-- START Material for this task --
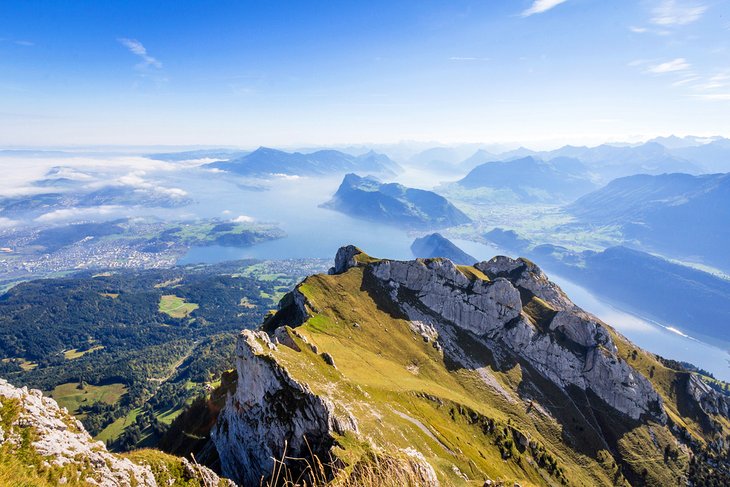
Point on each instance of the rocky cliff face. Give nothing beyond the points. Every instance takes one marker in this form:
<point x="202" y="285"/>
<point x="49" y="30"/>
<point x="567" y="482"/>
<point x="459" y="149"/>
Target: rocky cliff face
-- END Material for this task --
■ Goal ■
Count the lines in the records above that contain the string "rocky", with case significant. Reply with the number alone.

■ Written solution ■
2